◆ DO THIS: Could you quote, exactly as they stand, the lines running from the one with "In the photo above, where can the young" to the final line of the material?

▼

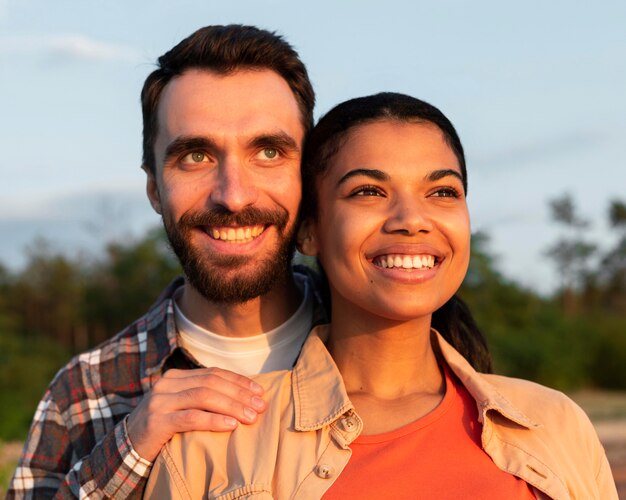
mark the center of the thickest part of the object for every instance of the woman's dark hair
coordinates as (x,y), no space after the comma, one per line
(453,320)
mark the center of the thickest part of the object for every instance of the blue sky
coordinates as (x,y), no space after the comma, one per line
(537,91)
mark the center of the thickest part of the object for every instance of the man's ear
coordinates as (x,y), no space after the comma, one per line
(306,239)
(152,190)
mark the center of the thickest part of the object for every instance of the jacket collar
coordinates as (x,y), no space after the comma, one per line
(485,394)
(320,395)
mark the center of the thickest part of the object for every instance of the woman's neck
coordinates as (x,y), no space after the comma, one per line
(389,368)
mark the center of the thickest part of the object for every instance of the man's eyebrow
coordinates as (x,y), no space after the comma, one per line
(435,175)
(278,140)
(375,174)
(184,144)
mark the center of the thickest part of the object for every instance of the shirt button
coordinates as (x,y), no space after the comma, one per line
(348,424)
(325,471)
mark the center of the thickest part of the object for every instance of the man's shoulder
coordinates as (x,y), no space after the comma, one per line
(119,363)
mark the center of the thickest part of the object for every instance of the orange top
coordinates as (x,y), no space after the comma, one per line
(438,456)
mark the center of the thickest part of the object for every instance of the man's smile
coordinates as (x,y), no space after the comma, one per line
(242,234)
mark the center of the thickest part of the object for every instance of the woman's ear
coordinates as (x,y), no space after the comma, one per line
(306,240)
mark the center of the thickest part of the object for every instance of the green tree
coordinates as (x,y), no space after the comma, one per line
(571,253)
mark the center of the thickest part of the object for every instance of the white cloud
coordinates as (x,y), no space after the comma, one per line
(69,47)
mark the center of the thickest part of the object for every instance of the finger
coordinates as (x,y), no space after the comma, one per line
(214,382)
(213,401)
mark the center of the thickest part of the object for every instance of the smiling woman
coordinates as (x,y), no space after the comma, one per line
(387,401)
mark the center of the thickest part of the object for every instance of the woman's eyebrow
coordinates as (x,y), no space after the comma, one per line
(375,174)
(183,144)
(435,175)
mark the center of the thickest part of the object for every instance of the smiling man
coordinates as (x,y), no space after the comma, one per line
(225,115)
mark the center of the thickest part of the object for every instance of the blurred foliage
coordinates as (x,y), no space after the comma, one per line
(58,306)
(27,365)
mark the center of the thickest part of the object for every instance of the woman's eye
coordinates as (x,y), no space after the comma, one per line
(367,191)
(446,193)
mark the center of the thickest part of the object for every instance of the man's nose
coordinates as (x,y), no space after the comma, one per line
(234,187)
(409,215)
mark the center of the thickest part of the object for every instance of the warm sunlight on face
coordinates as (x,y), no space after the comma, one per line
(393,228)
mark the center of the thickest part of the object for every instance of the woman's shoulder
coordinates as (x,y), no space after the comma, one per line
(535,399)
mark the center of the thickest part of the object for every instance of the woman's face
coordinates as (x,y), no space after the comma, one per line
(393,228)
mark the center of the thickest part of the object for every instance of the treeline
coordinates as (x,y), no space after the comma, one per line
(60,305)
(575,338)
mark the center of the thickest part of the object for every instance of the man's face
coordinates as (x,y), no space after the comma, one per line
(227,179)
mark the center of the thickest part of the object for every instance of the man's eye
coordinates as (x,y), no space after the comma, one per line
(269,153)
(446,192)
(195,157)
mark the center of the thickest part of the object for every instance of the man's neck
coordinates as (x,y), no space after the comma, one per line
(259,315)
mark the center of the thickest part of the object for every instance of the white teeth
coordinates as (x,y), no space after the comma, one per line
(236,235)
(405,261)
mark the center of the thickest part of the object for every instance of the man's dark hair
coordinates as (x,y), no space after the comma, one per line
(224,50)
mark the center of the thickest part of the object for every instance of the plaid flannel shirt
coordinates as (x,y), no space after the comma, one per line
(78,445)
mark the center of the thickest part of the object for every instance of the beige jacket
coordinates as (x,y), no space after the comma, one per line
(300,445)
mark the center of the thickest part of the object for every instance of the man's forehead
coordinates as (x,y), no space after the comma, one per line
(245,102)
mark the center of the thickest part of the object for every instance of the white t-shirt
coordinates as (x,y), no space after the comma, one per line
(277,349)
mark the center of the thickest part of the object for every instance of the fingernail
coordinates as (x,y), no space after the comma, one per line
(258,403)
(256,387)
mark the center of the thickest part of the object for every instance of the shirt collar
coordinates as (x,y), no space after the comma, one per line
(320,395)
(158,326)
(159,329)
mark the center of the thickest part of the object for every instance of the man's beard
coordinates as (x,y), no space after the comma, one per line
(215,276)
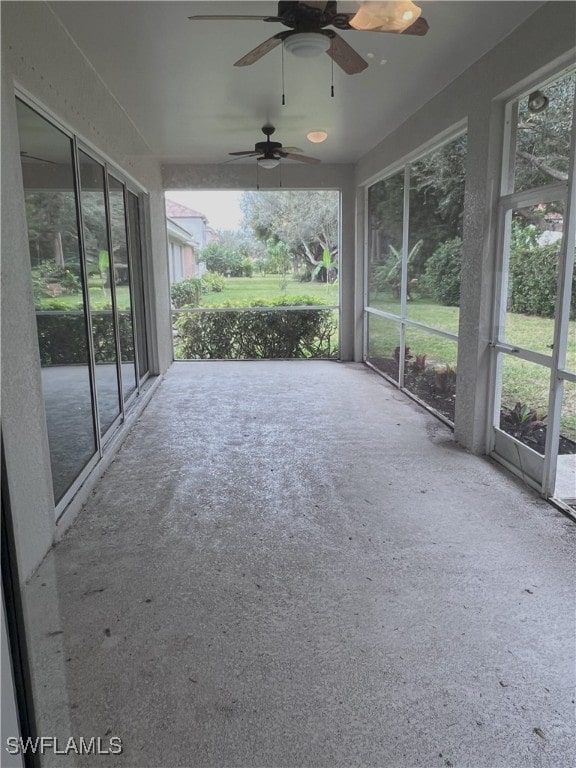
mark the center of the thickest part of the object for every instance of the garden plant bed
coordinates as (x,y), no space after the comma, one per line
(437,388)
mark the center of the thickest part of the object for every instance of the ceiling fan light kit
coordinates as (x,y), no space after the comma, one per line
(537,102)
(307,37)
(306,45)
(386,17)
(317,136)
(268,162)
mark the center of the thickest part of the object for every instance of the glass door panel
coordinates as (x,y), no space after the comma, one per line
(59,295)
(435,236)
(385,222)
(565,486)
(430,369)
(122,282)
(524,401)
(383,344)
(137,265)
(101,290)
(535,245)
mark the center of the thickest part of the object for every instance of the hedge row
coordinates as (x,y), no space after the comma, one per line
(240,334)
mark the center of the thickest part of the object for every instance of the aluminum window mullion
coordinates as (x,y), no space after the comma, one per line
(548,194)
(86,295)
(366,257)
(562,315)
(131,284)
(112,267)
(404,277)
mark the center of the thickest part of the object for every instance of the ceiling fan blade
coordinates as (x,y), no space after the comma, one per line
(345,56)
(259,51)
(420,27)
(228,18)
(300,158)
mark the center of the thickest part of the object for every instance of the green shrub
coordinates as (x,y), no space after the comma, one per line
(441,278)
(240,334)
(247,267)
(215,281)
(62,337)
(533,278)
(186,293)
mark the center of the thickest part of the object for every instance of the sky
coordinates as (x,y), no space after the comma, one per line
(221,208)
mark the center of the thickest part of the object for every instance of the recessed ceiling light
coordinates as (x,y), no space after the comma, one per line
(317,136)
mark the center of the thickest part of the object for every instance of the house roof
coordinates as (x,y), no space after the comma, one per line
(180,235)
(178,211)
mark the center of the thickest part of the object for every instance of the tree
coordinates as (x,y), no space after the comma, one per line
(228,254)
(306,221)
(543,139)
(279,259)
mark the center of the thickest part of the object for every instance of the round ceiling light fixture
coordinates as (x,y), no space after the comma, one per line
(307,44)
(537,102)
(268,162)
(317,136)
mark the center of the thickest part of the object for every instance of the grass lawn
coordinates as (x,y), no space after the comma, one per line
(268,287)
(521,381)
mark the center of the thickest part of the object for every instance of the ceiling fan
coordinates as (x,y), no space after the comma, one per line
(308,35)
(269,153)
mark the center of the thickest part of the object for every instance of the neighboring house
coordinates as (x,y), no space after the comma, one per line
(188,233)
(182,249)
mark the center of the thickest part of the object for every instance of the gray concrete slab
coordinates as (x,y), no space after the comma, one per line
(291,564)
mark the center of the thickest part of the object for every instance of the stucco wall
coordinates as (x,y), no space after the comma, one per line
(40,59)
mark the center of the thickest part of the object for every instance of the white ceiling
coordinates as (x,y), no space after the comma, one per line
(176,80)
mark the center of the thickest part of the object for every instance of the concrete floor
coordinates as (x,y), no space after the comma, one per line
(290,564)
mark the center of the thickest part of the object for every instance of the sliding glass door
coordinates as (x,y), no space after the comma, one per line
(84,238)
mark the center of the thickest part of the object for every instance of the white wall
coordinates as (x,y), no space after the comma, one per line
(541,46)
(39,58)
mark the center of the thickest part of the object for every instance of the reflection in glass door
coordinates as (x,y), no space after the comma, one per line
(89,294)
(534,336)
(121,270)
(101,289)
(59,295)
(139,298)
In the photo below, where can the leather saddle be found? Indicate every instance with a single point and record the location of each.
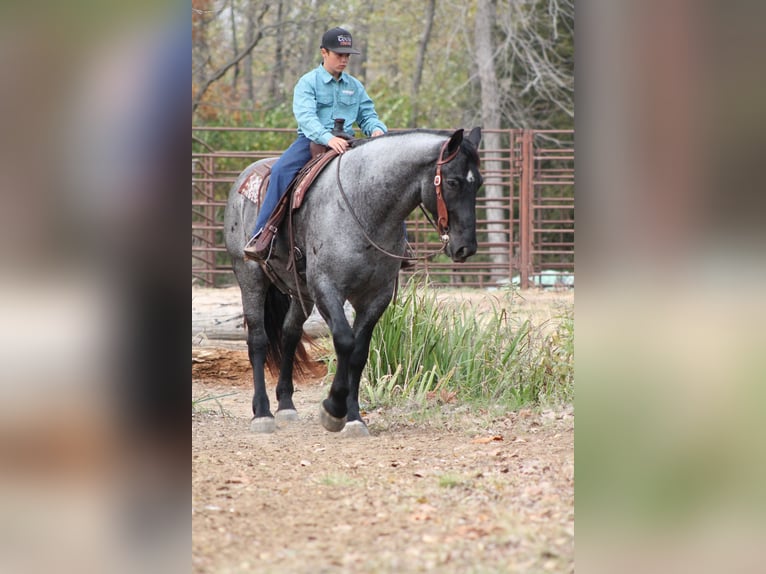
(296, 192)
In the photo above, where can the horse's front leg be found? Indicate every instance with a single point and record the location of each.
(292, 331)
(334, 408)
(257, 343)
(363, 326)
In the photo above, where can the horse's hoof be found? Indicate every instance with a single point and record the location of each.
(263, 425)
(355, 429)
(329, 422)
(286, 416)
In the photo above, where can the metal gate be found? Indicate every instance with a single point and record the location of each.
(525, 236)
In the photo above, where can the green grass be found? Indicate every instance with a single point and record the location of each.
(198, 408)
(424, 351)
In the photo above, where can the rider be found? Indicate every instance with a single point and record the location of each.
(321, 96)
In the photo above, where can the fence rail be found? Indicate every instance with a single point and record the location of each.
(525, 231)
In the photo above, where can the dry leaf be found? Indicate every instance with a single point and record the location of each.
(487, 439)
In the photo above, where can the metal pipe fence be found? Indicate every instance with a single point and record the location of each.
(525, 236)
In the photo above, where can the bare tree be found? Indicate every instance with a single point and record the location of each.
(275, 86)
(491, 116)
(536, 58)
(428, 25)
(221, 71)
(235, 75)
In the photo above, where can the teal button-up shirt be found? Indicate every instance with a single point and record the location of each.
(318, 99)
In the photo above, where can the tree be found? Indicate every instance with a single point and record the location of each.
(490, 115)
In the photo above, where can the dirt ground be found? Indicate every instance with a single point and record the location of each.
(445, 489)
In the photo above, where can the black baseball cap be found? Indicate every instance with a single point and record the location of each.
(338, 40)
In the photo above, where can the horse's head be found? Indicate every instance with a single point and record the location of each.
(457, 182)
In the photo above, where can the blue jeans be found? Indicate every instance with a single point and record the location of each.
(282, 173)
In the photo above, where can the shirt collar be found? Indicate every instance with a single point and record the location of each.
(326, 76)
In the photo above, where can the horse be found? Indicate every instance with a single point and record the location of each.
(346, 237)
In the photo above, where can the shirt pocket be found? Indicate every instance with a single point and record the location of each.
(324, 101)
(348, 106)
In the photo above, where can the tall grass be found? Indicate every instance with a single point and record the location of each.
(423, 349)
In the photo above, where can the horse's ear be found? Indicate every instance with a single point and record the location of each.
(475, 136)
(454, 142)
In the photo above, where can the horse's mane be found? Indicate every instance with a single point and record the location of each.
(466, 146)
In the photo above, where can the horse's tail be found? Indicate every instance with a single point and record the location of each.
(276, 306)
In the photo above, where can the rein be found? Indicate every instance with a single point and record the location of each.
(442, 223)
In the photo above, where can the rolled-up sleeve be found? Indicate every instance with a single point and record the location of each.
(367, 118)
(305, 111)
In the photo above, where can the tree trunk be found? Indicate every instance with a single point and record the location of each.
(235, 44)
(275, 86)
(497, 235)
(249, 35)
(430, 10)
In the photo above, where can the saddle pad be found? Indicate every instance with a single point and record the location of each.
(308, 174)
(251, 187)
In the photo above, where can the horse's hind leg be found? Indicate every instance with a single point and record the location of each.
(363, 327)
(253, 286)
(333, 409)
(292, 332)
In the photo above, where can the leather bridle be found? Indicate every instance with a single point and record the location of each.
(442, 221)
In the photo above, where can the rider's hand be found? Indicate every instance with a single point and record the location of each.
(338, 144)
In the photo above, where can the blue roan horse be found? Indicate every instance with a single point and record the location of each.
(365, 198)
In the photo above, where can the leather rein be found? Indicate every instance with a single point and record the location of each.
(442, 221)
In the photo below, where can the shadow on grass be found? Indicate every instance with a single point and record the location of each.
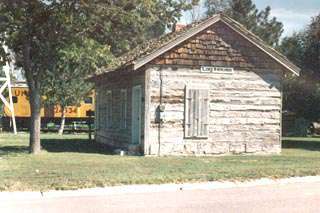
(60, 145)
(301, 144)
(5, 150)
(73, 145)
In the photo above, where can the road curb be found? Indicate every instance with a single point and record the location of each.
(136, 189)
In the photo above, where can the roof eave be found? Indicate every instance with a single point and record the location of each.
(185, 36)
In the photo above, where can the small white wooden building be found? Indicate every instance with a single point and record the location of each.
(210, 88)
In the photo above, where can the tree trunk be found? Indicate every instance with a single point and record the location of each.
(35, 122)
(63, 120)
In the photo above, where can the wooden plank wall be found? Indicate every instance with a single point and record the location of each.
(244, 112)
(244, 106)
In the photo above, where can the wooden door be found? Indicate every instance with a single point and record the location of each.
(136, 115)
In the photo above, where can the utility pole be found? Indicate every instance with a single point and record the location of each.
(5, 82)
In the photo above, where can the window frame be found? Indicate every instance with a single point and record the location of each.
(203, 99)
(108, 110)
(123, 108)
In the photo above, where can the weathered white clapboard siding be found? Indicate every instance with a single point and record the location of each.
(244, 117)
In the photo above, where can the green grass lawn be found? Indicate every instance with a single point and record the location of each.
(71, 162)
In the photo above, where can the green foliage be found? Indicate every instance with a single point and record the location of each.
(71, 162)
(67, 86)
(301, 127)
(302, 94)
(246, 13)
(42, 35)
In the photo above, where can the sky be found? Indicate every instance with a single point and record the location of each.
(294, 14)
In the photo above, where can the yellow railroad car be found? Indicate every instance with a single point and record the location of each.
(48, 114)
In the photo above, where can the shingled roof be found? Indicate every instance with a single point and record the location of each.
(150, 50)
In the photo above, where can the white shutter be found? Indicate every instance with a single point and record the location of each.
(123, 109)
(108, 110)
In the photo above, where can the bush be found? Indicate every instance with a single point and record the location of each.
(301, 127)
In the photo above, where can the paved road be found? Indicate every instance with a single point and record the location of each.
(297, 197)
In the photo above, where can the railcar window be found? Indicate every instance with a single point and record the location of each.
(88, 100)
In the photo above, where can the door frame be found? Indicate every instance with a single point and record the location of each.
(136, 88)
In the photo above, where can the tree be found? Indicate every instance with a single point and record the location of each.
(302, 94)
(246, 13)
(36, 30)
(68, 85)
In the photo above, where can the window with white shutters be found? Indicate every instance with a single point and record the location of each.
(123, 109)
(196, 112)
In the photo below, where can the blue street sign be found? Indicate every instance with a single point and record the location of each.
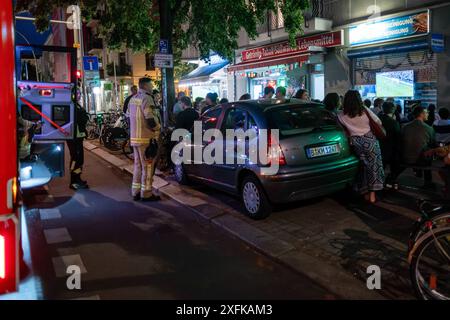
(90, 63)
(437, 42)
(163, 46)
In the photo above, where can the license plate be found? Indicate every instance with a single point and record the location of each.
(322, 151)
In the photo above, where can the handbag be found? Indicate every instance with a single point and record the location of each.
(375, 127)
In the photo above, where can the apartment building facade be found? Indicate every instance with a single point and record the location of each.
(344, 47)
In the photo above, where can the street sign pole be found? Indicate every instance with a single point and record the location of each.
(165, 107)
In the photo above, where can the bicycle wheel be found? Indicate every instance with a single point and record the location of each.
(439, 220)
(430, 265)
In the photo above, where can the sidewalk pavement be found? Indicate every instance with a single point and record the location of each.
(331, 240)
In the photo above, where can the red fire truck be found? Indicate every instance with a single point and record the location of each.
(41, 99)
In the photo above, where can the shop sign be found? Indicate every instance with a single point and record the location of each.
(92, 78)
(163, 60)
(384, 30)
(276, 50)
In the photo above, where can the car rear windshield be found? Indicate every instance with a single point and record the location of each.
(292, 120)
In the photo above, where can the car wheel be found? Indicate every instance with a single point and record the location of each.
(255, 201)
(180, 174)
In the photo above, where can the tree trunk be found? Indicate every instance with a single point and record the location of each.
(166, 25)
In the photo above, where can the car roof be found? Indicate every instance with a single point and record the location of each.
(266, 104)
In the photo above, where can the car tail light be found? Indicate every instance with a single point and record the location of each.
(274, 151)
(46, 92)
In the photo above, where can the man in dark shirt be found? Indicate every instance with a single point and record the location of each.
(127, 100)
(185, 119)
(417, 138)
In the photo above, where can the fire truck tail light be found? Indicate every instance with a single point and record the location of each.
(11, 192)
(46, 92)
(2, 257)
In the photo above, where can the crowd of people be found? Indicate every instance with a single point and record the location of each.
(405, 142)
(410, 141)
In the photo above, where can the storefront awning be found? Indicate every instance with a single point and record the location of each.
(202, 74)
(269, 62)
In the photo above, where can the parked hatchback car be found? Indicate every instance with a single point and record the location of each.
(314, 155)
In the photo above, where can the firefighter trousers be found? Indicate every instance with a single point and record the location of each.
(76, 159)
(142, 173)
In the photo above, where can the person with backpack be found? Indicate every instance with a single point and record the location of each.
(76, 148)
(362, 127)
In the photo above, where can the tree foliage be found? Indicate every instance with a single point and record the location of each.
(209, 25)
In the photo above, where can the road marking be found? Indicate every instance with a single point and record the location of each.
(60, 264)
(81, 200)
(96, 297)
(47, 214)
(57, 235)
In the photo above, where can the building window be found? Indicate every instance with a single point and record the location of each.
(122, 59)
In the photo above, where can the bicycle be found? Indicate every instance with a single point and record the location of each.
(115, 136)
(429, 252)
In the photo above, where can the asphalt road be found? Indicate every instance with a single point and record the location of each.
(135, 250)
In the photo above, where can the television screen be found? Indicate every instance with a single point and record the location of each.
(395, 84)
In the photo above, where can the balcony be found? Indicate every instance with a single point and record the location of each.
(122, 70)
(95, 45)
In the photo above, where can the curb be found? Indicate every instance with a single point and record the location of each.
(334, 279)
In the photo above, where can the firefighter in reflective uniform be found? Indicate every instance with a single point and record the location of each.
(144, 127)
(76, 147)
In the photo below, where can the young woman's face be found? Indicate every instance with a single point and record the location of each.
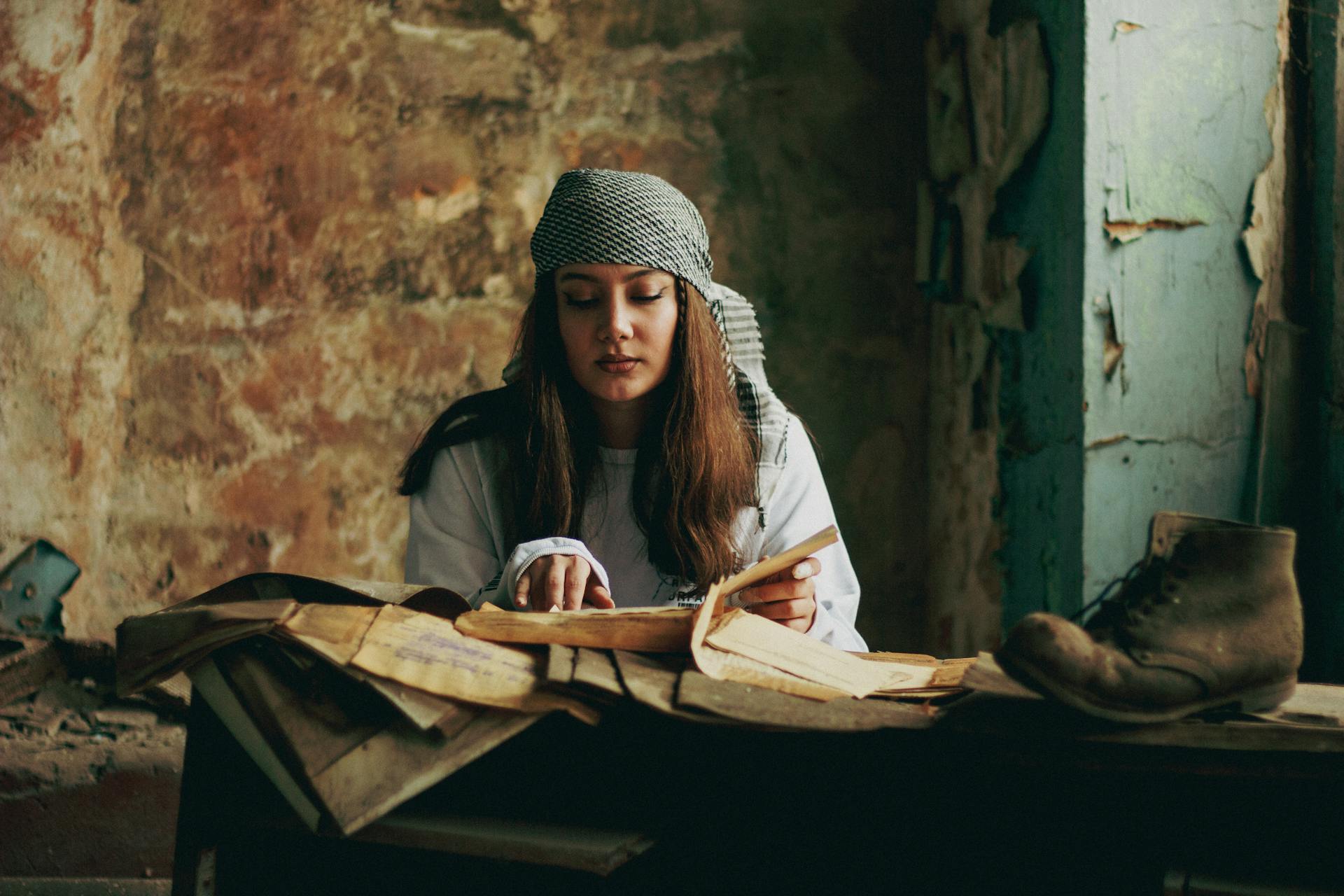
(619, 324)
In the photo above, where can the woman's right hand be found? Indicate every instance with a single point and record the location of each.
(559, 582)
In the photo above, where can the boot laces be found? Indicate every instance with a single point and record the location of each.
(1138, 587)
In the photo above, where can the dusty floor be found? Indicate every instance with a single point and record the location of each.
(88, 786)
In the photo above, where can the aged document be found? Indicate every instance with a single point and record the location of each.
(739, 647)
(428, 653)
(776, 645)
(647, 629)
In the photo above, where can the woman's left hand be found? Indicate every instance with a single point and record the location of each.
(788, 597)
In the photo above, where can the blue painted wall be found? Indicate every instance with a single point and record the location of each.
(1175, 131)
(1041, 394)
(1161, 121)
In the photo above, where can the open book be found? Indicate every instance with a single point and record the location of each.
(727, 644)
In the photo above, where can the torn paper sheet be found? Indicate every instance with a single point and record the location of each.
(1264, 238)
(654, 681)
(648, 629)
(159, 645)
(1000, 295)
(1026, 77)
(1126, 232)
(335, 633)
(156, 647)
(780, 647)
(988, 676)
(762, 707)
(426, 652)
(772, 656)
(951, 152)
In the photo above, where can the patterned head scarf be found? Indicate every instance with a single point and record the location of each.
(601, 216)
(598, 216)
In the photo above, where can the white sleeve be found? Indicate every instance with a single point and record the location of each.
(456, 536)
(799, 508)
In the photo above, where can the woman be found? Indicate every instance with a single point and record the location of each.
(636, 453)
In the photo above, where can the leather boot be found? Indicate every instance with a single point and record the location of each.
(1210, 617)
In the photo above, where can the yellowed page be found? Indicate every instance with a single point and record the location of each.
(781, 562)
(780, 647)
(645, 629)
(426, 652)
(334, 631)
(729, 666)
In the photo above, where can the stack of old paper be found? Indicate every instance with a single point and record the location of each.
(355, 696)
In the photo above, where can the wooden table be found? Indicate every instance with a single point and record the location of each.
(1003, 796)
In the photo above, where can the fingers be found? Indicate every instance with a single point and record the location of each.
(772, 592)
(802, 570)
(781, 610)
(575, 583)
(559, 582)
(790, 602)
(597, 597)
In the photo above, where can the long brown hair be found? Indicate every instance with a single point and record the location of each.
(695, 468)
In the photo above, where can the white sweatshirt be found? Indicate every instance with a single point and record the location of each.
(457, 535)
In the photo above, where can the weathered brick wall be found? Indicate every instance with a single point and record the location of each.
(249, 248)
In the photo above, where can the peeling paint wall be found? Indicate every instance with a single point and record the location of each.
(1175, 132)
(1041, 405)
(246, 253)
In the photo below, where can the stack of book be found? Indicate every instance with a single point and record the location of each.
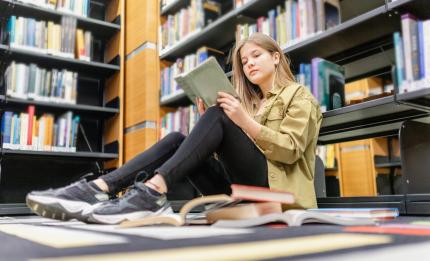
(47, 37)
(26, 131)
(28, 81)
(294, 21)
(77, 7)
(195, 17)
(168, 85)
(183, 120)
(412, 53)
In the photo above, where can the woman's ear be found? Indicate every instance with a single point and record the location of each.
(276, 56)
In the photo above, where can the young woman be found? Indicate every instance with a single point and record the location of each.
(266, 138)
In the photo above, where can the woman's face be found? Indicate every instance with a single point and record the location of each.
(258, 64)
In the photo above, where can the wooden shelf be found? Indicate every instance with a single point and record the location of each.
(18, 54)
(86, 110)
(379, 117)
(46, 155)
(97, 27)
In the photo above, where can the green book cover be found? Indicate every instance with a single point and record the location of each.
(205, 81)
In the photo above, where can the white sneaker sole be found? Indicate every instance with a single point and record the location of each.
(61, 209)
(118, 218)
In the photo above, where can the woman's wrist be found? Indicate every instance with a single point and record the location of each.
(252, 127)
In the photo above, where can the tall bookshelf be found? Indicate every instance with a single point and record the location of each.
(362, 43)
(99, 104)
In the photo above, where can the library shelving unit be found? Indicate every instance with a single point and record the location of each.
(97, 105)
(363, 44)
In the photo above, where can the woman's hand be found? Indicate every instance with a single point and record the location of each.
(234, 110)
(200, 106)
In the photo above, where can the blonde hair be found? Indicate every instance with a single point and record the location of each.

▲

◆ ANSWER FOR THE TASK:
In the photo above, where can the young woman be found? Indicate every instance with a single point and record the location of each.
(266, 138)
In the photo above, where can the woman's face be found? Indicate every instance with a single point and record the location of each.
(258, 64)
In the photo above, where can the wooden shelf be found? Indicate every instance with a single point and record the location of each.
(18, 54)
(86, 110)
(379, 117)
(46, 155)
(97, 27)
In the photo above, where can the green book cover be found? Indicate every instance with a single point and record the location of each.
(205, 81)
In the photo above, where can the white sneaker sole be found? Indicate every instance with a single point and record the location of each.
(61, 209)
(118, 218)
In the photo above, where can the woman's wrist be found? Indicate every instance with a single point and record the location of each.
(252, 127)
In the photo above, where can the tall bookshelf be found? Indicate every instance with a single point and record the location of each.
(362, 43)
(99, 104)
In the photo above, where can the library shelving unit be found? Indicate every instance with a single point and record the location of each.
(97, 105)
(363, 44)
In the photo above, where can the woman's hand be found? Indicate every instance with a single point and record the location of each.
(234, 110)
(200, 106)
In the photo above, where can the blonde hair be found? Indicate every instance with a single point and record the location of each.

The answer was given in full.